**** Input data ****

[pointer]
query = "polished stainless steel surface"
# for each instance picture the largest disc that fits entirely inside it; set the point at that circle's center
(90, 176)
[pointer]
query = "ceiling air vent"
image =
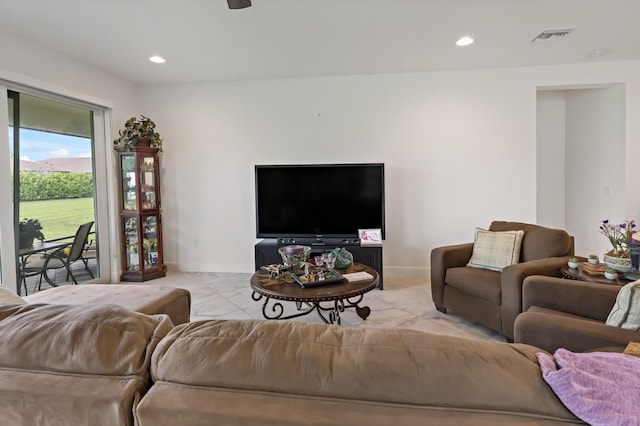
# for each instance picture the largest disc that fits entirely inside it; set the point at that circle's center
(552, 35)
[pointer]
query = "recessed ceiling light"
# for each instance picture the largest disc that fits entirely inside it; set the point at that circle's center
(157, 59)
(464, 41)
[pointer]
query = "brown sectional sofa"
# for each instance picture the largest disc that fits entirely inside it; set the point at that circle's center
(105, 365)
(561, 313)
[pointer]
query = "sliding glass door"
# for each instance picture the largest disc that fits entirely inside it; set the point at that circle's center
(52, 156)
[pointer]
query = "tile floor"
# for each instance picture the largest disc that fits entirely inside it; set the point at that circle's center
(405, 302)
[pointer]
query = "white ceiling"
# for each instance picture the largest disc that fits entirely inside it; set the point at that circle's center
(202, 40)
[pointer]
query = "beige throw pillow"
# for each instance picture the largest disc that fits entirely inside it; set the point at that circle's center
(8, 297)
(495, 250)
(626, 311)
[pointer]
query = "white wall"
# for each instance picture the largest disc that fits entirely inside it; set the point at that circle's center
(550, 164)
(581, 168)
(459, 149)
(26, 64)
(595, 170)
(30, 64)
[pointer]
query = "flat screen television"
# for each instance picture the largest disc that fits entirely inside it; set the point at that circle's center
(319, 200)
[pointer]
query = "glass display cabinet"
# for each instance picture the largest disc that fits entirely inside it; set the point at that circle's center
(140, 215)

****

Your instructions
Leave out the pictures and print each record exactly as it stands.

Result of the exercise
[pointer]
query = "polished stainless steel surface"
# for each instance picture the largest disc that fits entirely inside it; set the point at that circle's center
(90, 176)
[pointer]
query = "ceiling air vent"
image =
# for each instance picture the largest disc that fits entirely inside it; set the point at that circle's center
(552, 35)
[pointer]
query = "recessed ceiling light"
# for each instance picture the largest disc that fits entirely inside it; set the point at that circle's center
(157, 59)
(464, 41)
[pointer]
query = "brown sectional sofa"
# for each instance picture the largest disc that fits entirely inside it; set the point at that circle's center
(105, 365)
(561, 313)
[pointer]
query = "sliding glass door"
# for each instance picture the largest disc that fits entirely inside it; set the point at that circle's center
(52, 156)
[pointer]
query = "tile floor"
# for each instance picture the largest disc that fits entirely inside it; set the point at that circle's center
(405, 302)
[pointer]
query = "white ceiling"
# for each instance picture the largest disc that fits entirely inside it; set the point at that circle's center
(202, 40)
[pointer]
query = "beige throw pillow"
# for each instance picture the largest disc that fits entirely inside it; set the point at that circle's center
(8, 297)
(495, 250)
(626, 311)
[pointer]
query = "white wall"
# for each instance picture the largest disc that fits entirely inside it; set the point at that circle's center
(550, 164)
(581, 168)
(459, 149)
(26, 64)
(595, 170)
(30, 64)
[pointer]
query = "flat screen television"
# for each instance picture the largest disc that fits entirely inside it; set the point at that circle's center
(319, 200)
[pointer]
query = "glass display cabinet"
# for each instance picture the largest disc that fits entirely inside it; set the point at that circle's center
(140, 215)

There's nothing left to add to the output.